— start —
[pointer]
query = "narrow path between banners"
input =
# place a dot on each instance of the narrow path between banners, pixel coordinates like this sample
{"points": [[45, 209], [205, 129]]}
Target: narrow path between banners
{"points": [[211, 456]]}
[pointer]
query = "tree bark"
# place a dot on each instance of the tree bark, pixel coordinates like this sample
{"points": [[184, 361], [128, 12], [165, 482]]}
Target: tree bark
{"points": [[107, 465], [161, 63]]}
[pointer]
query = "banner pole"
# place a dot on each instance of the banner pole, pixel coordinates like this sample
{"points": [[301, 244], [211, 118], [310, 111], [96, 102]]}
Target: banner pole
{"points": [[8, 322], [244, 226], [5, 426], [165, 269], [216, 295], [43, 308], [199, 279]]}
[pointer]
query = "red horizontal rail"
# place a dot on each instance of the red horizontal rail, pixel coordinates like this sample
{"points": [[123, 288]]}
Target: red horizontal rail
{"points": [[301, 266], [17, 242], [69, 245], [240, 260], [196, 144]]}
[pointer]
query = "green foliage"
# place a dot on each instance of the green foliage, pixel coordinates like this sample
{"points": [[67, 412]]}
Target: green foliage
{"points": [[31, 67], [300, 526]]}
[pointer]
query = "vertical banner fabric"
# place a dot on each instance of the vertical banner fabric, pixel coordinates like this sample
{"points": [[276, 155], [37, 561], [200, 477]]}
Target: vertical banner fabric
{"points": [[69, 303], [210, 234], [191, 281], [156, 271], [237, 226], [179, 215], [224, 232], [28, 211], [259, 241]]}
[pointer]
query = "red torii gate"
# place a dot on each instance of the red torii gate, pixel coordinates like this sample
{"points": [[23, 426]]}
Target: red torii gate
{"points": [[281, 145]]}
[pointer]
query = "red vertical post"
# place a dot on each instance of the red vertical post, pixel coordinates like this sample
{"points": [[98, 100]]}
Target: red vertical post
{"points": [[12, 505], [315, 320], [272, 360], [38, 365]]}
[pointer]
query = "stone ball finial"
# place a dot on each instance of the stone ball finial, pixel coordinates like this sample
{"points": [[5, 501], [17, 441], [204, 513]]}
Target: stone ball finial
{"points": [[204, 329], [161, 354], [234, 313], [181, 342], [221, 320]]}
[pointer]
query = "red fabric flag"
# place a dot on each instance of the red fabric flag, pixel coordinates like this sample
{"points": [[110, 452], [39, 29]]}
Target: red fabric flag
— end —
■ Direction ■
Write out the entries above word for word.

■ Right answer ■
[pointer]
query = "narrow path between banners"
input =
# place a dot on each instance of the narrow path between banners, pixel coordinates like this sample
{"points": [[45, 209], [205, 129]]}
Target: narrow path between banners
{"points": [[211, 456]]}
[pointer]
query = "tree bark"
# place a dot on each instance of the tree bark, pixel coordinates like this sample
{"points": [[184, 361], [128, 12], [165, 482]]}
Target: tree bark
{"points": [[107, 465], [161, 63]]}
[pointer]
query = "banner pole"
# place a dot on each instance of the banner pole, pixel coordinates like this sample
{"points": [[301, 244], [211, 118], [310, 111], [96, 102]]}
Target: banner pole
{"points": [[8, 322], [244, 226], [5, 426], [165, 269], [216, 295], [43, 308], [199, 279]]}
[pointer]
query = "red horizontal rail"
# place a dot on each instance of the red horizontal rail, pixel coordinates like this sample
{"points": [[123, 288]]}
Target: red horizontal rail
{"points": [[301, 266], [17, 242], [69, 245], [240, 260], [196, 144]]}
[pointer]
query = "green foliage"
# place a dot on each instance of the green foliage, pixel coordinates like this sample
{"points": [[67, 412]]}
Target: green foliage
{"points": [[31, 67], [300, 526]]}
[pointer]
query = "vertical banner fabric"
# place a dot on each instance of the vertical banner fabric, pixel coordinates like this sample
{"points": [[276, 155], [37, 561], [200, 477]]}
Target: vertical banner fabric
{"points": [[69, 303], [210, 234], [191, 281], [156, 271], [237, 226], [179, 215], [224, 232], [28, 211], [259, 241]]}
[pointer]
query = "red torii gate"
# place a dot on each instance of the red torii gate, pixel coordinates like this sample
{"points": [[23, 426]]}
Target: red torii gate
{"points": [[281, 145]]}
[pointer]
query = "red vertical post"
# place a dot on each instance of the red vertical post, pixel coordinates like this sample
{"points": [[98, 100]]}
Target: red vertical post
{"points": [[12, 505], [315, 320], [272, 360], [38, 365]]}
[pointer]
query = "stone ball finial"
# place a dot on each instance of the stone ball finial, pixel coordinates like this sample
{"points": [[5, 501], [17, 441], [204, 513]]}
Target: stone ball finial
{"points": [[204, 329], [161, 354], [234, 313], [181, 342], [221, 320]]}
[pointer]
query = "red fabric flag"
# place a dot on each instance of the red fabric flag, pixel coordinates like this sample
{"points": [[110, 452], [39, 29]]}
Target: red fabric flag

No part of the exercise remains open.